--- begin ---
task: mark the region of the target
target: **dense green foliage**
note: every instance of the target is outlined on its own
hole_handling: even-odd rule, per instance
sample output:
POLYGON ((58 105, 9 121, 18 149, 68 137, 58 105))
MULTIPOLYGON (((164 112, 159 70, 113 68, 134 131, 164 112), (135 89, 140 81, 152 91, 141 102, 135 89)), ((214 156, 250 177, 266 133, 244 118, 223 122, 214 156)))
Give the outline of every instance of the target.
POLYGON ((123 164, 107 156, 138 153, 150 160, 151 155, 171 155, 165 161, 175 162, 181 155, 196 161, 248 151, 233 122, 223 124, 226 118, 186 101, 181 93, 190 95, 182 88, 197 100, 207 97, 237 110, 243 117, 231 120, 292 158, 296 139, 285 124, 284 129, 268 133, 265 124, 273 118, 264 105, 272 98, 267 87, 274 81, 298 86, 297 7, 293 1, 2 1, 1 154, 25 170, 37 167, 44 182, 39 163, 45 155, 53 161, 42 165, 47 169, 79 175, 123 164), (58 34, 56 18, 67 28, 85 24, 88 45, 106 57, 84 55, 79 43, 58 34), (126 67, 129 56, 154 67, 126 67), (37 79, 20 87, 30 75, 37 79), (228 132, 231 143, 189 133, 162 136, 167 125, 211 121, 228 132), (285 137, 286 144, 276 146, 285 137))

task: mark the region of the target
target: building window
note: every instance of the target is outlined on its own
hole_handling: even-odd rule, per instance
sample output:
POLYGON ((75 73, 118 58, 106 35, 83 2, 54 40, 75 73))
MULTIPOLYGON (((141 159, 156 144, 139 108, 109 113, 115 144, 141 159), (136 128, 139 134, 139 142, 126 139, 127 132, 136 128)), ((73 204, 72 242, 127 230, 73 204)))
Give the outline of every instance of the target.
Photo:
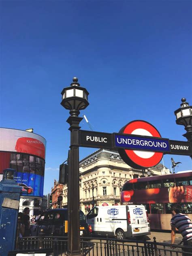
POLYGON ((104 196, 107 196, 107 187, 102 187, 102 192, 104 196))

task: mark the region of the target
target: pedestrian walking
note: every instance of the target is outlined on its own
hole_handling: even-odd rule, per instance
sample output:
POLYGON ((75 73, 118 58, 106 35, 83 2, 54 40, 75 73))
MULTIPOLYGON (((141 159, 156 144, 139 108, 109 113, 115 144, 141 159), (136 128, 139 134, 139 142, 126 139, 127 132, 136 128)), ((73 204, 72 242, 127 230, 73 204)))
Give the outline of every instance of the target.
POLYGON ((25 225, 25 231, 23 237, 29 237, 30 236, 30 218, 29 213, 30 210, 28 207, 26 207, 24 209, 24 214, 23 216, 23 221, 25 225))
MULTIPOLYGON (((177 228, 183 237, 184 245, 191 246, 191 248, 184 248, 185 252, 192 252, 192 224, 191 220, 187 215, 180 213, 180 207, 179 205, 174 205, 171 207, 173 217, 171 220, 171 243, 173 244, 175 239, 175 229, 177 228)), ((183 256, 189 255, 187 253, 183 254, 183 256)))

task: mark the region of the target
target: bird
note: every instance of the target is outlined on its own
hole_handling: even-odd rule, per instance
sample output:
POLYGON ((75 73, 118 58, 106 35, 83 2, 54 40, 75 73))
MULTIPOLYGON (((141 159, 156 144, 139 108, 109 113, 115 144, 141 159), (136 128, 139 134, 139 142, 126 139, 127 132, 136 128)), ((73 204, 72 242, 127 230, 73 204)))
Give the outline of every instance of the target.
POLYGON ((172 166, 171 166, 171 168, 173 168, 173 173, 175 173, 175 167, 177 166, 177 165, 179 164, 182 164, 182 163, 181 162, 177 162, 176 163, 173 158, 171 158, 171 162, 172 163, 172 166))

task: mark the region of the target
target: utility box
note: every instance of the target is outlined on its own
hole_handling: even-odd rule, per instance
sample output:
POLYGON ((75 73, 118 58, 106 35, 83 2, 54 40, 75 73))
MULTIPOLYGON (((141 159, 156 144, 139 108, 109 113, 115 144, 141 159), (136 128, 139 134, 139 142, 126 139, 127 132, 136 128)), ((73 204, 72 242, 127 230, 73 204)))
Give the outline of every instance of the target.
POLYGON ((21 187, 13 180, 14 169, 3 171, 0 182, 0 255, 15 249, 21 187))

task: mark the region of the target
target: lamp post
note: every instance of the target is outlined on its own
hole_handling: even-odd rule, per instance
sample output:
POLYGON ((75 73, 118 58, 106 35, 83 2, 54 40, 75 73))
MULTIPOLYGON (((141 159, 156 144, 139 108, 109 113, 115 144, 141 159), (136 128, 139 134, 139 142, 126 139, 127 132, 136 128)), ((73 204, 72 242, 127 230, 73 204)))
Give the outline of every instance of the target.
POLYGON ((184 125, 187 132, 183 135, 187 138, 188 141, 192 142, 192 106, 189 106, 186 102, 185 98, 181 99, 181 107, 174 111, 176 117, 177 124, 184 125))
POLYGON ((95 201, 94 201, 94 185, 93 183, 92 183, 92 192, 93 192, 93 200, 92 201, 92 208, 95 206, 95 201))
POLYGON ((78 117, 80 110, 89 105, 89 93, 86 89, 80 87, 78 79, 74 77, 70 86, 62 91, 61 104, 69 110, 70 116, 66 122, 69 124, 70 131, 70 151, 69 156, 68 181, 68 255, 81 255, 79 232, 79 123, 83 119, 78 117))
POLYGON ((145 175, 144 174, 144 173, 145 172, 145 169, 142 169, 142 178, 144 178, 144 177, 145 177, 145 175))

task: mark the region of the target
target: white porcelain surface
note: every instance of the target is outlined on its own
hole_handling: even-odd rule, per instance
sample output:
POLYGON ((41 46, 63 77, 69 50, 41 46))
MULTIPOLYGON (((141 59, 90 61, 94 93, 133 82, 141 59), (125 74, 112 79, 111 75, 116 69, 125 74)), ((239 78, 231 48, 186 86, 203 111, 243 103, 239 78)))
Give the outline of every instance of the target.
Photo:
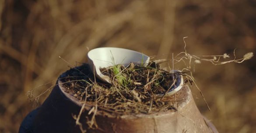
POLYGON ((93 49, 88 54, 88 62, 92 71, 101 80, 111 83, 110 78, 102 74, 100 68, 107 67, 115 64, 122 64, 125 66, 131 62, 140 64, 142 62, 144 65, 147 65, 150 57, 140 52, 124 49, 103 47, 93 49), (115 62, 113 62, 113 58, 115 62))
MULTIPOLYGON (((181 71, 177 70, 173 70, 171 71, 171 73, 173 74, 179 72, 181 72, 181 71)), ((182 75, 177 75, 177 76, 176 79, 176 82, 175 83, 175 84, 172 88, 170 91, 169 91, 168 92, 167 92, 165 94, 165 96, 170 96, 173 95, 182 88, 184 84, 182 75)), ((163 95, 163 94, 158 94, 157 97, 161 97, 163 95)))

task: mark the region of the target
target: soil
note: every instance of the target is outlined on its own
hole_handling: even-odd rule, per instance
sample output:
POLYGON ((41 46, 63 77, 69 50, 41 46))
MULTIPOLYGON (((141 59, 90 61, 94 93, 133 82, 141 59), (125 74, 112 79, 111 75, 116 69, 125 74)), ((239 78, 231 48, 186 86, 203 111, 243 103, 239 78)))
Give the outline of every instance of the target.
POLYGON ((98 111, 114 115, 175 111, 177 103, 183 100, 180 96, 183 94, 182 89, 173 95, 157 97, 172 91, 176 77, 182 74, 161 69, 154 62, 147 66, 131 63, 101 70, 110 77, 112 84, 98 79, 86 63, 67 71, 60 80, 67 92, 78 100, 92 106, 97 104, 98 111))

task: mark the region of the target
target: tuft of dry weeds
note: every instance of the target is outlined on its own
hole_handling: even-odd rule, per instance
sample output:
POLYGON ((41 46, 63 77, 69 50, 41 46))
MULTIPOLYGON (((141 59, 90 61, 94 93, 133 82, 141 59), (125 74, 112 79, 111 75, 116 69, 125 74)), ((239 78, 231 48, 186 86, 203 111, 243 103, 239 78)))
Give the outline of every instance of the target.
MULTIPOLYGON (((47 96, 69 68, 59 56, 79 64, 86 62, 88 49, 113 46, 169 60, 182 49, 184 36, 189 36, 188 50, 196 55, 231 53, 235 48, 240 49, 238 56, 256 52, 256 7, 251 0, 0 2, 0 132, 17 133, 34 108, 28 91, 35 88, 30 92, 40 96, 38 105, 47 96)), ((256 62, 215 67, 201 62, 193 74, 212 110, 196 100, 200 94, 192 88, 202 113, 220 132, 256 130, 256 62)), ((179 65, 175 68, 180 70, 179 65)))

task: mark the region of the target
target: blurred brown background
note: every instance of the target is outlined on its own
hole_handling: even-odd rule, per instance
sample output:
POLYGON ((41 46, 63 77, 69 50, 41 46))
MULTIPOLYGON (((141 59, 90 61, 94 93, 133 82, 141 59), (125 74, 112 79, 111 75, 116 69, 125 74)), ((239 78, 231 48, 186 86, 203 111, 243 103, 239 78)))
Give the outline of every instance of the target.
--- end ---
--- begin ---
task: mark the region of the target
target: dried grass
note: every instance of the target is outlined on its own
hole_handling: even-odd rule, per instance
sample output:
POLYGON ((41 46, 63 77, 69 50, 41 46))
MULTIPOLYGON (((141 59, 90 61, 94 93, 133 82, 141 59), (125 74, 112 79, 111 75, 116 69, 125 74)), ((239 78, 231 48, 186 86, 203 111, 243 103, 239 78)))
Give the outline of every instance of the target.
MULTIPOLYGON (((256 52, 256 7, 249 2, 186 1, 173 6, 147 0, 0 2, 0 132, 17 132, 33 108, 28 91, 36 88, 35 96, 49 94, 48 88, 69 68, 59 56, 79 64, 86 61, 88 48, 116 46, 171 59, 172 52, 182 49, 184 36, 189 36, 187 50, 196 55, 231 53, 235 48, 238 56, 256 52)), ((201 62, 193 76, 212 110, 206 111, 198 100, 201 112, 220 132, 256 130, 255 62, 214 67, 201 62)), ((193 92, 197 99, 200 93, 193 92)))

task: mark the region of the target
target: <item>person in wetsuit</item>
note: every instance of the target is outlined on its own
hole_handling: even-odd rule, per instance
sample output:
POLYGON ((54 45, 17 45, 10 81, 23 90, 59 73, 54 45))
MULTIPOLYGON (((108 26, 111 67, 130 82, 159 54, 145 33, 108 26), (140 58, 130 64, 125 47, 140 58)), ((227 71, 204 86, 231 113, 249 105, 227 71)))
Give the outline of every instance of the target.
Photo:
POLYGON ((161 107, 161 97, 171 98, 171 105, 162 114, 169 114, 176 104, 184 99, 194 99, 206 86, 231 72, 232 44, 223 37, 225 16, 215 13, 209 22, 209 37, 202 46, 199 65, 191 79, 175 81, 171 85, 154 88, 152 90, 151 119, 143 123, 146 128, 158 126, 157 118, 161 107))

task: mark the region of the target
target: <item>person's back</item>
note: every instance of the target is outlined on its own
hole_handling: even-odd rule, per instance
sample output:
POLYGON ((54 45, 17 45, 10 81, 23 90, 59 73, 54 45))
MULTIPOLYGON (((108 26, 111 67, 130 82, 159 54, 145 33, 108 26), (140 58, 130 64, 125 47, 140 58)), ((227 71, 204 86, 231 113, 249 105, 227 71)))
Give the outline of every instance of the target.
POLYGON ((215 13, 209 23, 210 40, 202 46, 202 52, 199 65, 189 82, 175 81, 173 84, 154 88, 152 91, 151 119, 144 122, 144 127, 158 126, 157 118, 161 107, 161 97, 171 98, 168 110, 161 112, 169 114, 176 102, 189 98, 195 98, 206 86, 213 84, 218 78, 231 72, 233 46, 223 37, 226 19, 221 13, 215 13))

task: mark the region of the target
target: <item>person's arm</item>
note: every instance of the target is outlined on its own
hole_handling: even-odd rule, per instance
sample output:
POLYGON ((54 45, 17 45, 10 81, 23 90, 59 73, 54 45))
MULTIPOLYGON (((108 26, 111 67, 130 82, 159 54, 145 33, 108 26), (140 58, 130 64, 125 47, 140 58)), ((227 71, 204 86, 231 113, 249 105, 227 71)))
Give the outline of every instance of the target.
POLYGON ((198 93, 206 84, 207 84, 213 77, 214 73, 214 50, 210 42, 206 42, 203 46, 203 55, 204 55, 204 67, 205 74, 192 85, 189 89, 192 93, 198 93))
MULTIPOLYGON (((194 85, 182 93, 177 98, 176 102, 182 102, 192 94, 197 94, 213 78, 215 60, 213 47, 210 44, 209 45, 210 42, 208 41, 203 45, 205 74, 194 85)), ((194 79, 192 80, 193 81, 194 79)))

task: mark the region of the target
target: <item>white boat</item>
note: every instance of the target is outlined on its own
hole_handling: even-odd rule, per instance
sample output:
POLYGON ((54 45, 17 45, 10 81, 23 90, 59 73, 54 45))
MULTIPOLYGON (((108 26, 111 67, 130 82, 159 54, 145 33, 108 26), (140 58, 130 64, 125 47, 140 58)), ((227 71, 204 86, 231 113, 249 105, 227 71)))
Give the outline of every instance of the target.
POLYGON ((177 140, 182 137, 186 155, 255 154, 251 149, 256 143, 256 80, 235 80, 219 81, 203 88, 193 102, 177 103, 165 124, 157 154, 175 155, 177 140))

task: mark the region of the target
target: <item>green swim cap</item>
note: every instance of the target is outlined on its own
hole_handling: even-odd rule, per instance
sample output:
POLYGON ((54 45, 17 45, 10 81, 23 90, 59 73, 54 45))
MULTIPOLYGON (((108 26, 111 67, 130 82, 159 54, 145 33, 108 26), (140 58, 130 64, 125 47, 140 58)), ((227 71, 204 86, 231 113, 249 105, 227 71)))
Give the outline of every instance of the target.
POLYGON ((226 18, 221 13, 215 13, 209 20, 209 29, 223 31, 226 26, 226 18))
--- end ---
--- begin ---
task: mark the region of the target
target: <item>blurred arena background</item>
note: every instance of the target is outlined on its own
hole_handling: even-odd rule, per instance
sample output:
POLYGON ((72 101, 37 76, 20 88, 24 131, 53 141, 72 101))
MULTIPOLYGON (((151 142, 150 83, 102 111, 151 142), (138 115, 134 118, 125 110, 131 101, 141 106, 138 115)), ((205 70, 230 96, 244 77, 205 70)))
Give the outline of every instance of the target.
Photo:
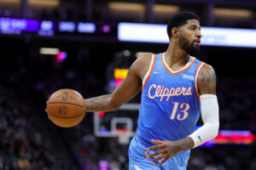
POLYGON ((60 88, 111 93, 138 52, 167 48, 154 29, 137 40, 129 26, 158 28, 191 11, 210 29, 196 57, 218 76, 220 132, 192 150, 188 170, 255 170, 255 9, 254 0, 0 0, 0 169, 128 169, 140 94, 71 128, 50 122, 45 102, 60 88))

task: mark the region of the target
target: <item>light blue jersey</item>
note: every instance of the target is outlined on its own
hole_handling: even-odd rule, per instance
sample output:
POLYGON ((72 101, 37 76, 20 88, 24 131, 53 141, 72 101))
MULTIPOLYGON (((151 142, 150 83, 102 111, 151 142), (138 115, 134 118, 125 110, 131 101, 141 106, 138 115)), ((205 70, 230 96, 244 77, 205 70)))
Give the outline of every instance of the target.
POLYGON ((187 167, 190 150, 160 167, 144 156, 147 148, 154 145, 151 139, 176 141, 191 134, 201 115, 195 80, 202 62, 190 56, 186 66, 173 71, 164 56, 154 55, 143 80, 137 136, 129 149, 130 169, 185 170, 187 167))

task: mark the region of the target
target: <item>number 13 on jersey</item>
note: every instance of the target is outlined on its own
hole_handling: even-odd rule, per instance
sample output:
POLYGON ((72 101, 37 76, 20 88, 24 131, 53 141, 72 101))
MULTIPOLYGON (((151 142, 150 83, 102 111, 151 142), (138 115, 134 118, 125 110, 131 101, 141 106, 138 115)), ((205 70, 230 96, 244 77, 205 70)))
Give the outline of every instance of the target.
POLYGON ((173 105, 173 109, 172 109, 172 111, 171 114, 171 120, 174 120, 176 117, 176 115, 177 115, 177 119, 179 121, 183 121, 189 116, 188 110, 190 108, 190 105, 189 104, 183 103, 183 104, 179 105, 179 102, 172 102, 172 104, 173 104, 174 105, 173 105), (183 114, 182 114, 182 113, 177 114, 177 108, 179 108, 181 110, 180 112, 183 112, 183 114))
--- end ---
> [Job]:
Count the lines in the entries above that contain the string "jersey", treating uppercase and lowercase as different. Reply with the number alone.

> [Exercise solution]:
2